* Task brief
Every line from the one holding "In this exercise you will mark each instance of the small" through the final line of the entries is to be reproduced exactly, and no other line.
Content starts
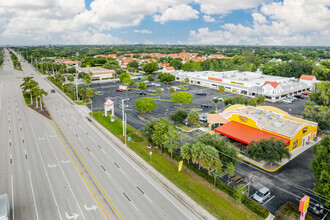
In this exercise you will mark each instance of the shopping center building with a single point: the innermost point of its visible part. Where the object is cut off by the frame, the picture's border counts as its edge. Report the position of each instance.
(250, 83)
(246, 124)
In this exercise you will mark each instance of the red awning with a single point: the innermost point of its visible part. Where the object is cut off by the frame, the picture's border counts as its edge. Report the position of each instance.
(244, 133)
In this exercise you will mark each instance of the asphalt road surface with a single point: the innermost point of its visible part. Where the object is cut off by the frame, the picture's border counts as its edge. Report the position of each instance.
(35, 169)
(127, 189)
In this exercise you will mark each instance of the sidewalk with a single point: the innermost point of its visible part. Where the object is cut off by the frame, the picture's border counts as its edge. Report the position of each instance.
(199, 211)
(269, 168)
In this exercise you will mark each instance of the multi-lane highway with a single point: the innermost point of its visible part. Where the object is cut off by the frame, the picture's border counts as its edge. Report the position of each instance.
(36, 171)
(42, 174)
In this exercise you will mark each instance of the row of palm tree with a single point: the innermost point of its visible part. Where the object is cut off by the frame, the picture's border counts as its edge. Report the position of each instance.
(32, 87)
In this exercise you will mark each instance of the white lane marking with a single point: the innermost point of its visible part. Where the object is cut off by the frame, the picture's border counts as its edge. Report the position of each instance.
(134, 206)
(269, 200)
(58, 162)
(43, 164)
(123, 156)
(12, 196)
(93, 207)
(148, 198)
(73, 216)
(51, 165)
(34, 199)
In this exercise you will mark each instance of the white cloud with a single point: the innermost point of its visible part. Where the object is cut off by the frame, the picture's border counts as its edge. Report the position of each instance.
(293, 22)
(208, 18)
(225, 6)
(143, 31)
(300, 15)
(178, 12)
(259, 18)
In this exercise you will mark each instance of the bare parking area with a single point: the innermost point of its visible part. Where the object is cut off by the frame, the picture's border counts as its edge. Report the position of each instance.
(163, 108)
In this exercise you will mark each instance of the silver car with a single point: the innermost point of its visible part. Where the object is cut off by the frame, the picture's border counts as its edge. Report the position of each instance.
(261, 195)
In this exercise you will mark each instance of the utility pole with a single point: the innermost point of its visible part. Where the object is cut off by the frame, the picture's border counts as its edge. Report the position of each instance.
(125, 129)
(77, 86)
(249, 183)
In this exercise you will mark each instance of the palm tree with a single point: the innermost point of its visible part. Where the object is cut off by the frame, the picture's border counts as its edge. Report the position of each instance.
(171, 90)
(216, 100)
(35, 91)
(308, 105)
(221, 89)
(89, 93)
(41, 93)
(159, 91)
(217, 171)
(185, 151)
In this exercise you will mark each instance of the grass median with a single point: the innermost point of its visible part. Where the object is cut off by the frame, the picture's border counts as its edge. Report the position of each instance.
(217, 202)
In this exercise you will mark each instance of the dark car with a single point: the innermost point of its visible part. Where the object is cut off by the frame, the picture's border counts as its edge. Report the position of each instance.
(206, 106)
(299, 96)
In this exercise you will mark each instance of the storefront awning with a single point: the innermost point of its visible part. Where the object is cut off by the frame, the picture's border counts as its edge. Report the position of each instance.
(244, 133)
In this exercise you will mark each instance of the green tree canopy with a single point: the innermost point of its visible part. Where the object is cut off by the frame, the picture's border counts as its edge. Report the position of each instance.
(123, 76)
(193, 117)
(166, 77)
(134, 64)
(179, 116)
(176, 64)
(182, 98)
(270, 150)
(150, 67)
(145, 104)
(320, 166)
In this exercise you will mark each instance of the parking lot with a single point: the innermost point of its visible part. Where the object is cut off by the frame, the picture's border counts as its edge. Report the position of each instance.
(163, 108)
(290, 183)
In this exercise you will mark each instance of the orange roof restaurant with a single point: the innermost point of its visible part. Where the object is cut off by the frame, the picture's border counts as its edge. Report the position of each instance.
(245, 124)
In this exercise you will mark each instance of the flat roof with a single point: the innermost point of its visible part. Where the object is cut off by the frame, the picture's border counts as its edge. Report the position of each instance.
(244, 133)
(272, 121)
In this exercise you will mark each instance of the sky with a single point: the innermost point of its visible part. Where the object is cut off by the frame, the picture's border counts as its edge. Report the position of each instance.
(216, 22)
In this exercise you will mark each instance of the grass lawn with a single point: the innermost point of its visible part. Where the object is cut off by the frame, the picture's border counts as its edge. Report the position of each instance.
(164, 100)
(186, 128)
(189, 108)
(217, 202)
(289, 211)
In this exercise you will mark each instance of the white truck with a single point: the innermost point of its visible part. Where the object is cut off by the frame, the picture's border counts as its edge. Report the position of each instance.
(124, 87)
(4, 207)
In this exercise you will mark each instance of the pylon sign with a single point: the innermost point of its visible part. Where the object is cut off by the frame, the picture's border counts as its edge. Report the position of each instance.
(180, 166)
(109, 105)
(303, 206)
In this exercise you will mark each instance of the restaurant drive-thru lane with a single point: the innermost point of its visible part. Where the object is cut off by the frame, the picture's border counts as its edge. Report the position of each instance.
(35, 169)
(129, 190)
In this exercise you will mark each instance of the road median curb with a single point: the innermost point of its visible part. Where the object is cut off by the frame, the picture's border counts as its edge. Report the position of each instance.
(199, 211)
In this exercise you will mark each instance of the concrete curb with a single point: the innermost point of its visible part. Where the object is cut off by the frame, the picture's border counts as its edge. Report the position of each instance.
(199, 211)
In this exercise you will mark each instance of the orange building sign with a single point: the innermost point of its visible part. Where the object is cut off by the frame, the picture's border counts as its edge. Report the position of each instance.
(215, 79)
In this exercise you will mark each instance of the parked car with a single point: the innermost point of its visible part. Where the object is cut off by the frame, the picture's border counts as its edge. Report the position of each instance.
(261, 195)
(203, 119)
(206, 106)
(300, 96)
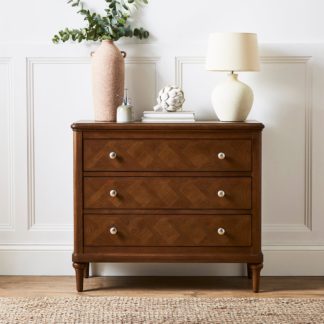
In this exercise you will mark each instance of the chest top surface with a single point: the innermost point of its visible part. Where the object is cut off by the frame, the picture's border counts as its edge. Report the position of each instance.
(88, 125)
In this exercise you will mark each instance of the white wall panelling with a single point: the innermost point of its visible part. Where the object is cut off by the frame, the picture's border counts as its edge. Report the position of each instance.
(58, 91)
(45, 87)
(6, 146)
(187, 67)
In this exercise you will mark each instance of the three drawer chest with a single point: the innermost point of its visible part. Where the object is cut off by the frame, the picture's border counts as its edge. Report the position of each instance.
(167, 193)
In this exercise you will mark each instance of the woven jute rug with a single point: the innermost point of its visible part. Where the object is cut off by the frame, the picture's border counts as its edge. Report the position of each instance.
(90, 310)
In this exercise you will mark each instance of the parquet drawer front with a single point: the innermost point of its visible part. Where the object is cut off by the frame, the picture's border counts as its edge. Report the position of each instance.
(167, 192)
(167, 230)
(167, 155)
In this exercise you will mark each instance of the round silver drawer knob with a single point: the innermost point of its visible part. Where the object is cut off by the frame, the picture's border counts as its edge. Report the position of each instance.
(221, 156)
(113, 230)
(113, 155)
(113, 193)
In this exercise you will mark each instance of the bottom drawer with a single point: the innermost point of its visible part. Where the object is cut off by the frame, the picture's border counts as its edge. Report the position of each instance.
(167, 230)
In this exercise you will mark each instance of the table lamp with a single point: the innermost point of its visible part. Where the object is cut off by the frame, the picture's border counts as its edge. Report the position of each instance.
(233, 52)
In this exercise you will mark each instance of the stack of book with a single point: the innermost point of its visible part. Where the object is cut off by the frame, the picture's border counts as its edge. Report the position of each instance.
(168, 117)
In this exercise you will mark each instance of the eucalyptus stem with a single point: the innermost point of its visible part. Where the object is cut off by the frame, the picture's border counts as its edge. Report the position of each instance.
(111, 26)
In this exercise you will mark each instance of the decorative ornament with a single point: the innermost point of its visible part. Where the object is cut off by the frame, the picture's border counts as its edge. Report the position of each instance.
(170, 99)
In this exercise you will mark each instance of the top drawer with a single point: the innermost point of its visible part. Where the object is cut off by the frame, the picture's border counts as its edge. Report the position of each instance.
(166, 155)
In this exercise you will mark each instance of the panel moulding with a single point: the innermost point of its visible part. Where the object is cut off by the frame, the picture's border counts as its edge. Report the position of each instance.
(31, 62)
(10, 225)
(305, 60)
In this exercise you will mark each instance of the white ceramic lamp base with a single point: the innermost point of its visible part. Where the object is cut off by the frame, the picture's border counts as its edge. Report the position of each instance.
(232, 100)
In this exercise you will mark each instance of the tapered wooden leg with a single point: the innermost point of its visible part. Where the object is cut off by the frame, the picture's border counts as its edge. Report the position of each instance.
(256, 269)
(87, 271)
(79, 274)
(249, 270)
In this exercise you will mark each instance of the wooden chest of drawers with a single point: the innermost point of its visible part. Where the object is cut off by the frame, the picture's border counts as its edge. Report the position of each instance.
(167, 193)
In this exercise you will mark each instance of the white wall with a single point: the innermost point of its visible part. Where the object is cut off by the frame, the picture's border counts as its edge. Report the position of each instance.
(45, 87)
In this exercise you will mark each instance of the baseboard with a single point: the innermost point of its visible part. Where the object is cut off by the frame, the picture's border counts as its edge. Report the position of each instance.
(56, 261)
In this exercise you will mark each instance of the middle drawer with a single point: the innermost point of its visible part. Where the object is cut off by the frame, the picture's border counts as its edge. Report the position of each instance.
(167, 192)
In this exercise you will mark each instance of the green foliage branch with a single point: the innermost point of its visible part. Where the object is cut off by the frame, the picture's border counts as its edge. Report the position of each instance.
(111, 26)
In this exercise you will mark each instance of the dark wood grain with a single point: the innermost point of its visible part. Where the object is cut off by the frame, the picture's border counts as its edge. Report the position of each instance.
(167, 193)
(167, 209)
(167, 155)
(167, 230)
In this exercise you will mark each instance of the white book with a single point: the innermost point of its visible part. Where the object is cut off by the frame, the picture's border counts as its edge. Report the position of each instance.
(167, 115)
(167, 120)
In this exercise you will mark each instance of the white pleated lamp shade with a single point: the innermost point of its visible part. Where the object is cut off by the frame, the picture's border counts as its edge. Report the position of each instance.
(233, 52)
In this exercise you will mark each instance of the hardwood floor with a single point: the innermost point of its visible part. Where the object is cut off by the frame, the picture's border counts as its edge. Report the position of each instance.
(162, 286)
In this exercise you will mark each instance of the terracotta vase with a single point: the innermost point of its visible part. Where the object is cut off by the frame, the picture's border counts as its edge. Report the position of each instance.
(108, 74)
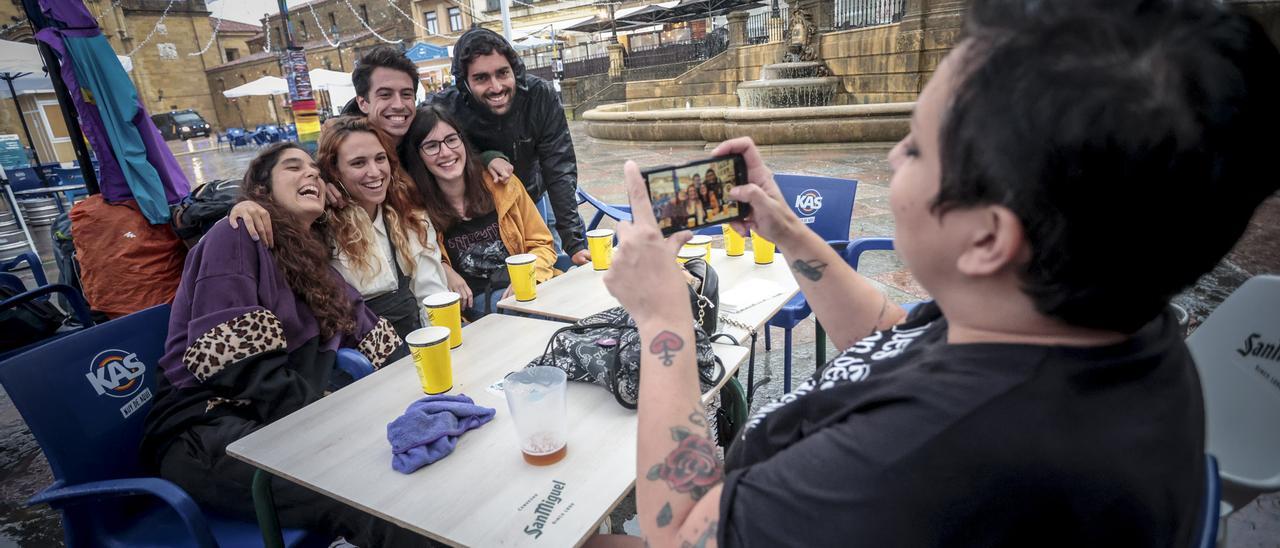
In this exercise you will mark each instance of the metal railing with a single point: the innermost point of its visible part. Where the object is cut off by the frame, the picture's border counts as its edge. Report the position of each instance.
(868, 13)
(581, 59)
(759, 26)
(684, 51)
(598, 64)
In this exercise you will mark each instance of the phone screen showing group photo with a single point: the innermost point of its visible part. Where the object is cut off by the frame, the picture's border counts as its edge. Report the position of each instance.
(695, 195)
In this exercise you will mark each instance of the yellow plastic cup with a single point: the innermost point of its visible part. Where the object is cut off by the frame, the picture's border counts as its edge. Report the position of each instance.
(444, 309)
(430, 351)
(599, 242)
(734, 242)
(521, 269)
(702, 242)
(689, 252)
(762, 249)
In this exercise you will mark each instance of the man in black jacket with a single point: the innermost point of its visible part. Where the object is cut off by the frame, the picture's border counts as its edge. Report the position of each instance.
(504, 109)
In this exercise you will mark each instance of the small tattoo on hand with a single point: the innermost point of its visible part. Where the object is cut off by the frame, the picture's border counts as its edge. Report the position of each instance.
(666, 346)
(809, 269)
(664, 515)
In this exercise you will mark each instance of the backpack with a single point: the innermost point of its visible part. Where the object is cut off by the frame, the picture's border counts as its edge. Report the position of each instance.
(604, 348)
(205, 208)
(27, 323)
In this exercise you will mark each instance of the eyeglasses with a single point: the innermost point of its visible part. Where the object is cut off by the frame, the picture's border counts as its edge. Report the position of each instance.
(433, 147)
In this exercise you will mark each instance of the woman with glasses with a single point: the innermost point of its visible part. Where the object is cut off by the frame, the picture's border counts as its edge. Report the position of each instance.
(383, 241)
(483, 222)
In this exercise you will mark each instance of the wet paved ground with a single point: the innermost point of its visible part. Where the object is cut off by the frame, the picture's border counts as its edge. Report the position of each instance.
(23, 470)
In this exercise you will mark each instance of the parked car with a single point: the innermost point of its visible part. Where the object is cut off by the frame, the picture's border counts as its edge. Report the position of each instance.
Content ends
* Your solution
In this exercise you will mark each instance of the small tattoo on hand with a single point: the innermost point of its visible part. Where the object is cut off by the frame, the picture's border counts as its edge. Report the position of each instance.
(666, 346)
(809, 269)
(664, 515)
In this exercise you will mark each instance of the backpack with a single point: the innermost point of its visible part. Where the object is cut off by the frame, the picture's border counts as its edge. Report the position of each instance.
(604, 348)
(205, 208)
(27, 323)
In this exercise you will mark each instance of the eyeglasses with a single point: the innermost point of its visible part. Where the object is cut off by the frame, the picture's border counts as its edge. Report the position of each instance.
(433, 147)
In this exercise you will mark each instance of the woman with glasses with a single point: the innermost point of its visible part. Where the object is cut off by the frame, the picture's border counts as its edge. Report the position of each instance.
(383, 241)
(483, 222)
In this exercise you will mark each instance of the wet paved ground with a single point: the innermost point of its visible part. Where the object is cut off by the frame, the picture's border counts as its edge. Report the position of each instance.
(23, 470)
In this exercise you will mark each instance of the parked car with a single point: the innermost point of its visible part. Where the object is cut off by the frame, the picture's border counts as its edge. Report the position of each instance.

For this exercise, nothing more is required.